» **Short task**: Beginning with the line containing "submerged rock in the photo above." and ending with the last line, repeat the records exactly.

(Dataset rows on where objects appear)
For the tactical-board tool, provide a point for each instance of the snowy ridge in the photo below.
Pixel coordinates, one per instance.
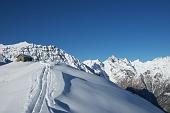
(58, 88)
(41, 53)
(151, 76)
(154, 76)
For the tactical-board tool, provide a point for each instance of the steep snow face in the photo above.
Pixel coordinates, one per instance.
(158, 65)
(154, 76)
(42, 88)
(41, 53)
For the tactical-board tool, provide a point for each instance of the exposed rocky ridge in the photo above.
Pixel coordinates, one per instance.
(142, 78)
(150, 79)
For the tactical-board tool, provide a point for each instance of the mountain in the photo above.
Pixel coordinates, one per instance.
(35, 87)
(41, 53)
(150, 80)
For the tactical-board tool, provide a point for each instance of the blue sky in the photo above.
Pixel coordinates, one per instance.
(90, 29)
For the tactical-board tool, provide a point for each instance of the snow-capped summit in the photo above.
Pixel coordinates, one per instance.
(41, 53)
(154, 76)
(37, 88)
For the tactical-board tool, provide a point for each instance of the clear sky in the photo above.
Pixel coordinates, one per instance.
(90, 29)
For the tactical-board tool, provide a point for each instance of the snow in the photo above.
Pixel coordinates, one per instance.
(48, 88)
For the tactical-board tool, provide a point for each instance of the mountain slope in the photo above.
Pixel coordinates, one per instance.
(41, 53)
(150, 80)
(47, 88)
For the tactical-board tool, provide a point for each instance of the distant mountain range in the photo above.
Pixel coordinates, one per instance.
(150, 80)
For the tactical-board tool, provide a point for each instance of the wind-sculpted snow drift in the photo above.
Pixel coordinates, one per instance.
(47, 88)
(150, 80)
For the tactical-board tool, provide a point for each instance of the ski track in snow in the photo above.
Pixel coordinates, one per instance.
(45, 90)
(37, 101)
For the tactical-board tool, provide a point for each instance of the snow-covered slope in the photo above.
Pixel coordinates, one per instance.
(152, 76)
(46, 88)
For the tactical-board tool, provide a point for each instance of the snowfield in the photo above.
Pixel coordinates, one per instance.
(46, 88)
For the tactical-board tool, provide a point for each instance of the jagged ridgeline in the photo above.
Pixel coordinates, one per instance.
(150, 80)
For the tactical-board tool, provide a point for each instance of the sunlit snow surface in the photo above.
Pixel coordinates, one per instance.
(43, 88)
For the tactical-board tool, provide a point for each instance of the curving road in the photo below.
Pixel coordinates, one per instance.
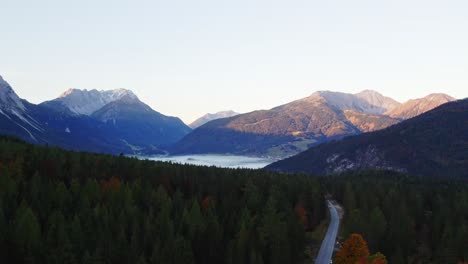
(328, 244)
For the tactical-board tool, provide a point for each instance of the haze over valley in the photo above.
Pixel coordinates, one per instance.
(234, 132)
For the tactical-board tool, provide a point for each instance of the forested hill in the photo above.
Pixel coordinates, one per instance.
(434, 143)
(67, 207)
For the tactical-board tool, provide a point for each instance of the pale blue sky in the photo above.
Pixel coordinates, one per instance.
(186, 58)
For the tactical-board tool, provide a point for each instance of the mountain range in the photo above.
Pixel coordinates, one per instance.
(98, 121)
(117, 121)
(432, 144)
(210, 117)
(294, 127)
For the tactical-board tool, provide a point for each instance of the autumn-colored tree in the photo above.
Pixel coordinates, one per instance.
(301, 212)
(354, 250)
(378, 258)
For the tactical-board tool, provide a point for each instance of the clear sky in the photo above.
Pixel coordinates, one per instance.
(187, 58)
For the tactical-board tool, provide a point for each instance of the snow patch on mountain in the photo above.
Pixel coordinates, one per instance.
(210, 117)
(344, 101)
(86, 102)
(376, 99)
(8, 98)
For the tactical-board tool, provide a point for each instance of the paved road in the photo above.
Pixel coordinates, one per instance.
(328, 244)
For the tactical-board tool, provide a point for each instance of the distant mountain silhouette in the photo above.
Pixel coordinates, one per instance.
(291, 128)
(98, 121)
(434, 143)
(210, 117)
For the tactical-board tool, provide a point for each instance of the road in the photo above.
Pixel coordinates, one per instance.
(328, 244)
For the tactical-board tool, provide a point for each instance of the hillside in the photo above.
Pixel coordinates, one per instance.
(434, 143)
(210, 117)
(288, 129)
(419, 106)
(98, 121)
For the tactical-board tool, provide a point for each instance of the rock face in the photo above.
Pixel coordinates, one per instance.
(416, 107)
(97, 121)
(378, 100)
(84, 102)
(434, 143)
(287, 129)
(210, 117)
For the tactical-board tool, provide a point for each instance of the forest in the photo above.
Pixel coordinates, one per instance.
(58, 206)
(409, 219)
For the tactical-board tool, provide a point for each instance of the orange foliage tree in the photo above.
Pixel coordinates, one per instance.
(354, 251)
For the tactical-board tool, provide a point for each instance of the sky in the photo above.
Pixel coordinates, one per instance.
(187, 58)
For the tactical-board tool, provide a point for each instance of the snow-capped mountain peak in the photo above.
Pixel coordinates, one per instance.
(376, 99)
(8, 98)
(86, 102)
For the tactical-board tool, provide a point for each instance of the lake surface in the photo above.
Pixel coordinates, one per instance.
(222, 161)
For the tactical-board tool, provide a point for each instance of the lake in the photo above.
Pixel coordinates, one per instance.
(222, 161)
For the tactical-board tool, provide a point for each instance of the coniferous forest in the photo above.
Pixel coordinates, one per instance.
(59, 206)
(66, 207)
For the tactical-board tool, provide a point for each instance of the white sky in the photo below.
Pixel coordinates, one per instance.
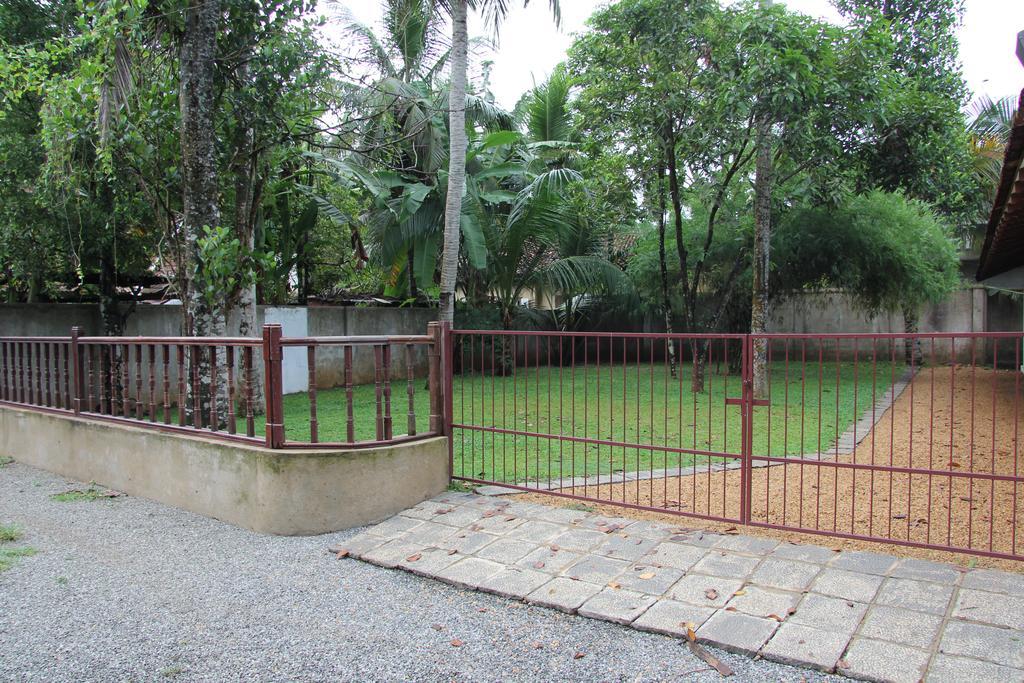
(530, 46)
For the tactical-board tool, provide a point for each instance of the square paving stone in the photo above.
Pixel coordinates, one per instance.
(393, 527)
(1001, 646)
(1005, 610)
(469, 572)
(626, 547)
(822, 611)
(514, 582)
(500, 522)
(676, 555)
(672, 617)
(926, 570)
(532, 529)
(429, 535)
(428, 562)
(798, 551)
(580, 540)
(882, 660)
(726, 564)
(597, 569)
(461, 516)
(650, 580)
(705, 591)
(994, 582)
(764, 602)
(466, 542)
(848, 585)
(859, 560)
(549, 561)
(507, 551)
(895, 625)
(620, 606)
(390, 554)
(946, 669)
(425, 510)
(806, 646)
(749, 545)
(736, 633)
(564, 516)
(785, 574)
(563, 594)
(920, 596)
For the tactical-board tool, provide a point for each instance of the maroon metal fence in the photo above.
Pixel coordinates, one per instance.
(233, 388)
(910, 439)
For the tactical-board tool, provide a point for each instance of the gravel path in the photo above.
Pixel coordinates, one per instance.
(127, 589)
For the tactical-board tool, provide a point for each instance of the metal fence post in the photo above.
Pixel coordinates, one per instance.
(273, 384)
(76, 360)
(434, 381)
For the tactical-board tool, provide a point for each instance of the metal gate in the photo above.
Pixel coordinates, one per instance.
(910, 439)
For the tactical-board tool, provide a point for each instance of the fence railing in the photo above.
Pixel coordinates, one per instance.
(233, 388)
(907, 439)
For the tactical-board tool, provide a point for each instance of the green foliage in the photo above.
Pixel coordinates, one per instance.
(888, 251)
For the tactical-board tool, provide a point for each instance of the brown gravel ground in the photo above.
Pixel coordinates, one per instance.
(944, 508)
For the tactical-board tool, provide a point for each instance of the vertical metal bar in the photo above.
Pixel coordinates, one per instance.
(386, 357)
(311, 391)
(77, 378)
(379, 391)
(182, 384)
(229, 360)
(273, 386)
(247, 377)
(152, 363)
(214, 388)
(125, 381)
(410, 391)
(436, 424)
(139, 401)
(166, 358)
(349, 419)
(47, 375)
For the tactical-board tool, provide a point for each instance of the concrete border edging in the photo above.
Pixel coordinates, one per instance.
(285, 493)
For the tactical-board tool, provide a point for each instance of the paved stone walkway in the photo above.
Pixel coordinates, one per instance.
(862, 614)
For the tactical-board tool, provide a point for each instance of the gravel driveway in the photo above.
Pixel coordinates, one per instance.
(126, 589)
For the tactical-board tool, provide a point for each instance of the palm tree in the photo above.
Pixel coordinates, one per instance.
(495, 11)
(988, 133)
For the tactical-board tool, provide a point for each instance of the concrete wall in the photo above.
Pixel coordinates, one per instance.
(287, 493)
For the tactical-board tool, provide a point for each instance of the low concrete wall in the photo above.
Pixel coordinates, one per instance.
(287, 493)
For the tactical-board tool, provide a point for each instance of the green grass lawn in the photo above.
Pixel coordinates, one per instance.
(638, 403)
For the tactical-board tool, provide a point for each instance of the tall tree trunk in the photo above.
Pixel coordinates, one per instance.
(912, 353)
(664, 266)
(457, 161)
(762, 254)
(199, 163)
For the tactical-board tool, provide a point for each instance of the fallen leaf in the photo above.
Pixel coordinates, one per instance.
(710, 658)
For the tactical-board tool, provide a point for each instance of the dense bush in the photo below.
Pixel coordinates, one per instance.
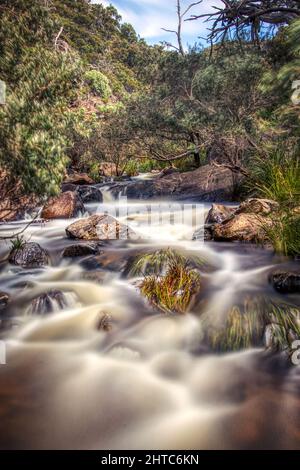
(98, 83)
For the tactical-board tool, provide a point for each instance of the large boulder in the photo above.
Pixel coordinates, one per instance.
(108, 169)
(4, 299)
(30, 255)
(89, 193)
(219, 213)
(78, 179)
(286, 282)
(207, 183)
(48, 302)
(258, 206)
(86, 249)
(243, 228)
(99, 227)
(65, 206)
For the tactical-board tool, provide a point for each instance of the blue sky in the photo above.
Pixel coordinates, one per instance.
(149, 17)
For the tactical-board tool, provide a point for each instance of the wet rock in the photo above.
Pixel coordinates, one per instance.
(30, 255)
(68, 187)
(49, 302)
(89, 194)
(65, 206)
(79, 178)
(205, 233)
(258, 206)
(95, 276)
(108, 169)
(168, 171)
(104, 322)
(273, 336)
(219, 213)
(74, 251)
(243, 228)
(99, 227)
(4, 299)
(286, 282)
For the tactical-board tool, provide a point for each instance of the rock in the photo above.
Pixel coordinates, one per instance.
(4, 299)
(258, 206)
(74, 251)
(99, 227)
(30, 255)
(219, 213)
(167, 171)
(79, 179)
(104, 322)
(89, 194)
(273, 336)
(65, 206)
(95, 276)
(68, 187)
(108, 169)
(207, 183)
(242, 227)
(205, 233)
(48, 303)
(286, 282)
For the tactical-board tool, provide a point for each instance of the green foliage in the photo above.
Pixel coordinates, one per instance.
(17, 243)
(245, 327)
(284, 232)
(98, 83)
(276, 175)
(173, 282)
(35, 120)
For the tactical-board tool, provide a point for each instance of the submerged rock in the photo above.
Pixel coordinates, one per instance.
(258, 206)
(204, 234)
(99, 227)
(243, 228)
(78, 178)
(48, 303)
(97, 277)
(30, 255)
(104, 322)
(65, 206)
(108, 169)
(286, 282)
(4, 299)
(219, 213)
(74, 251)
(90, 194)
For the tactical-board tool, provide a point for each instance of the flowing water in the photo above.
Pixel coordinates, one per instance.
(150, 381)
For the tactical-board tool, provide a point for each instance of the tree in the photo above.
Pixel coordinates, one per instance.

» **Written solution**:
For the tactical-board tool, provide a point for each instance of the submerged rock in the photo above.
Pixel coordinates, one per instance.
(258, 206)
(204, 234)
(99, 227)
(243, 228)
(78, 178)
(48, 303)
(97, 277)
(30, 255)
(104, 322)
(65, 206)
(108, 169)
(286, 282)
(4, 299)
(219, 213)
(74, 251)
(90, 194)
For the tactical-board tool, provide a point for each instance of the flowing water in the photo above.
Pixel coordinates, one per instance.
(150, 381)
For the tactical-board tool, provide a point for each instance of the tree in the photo above.
Pixel coordinates, one per instance.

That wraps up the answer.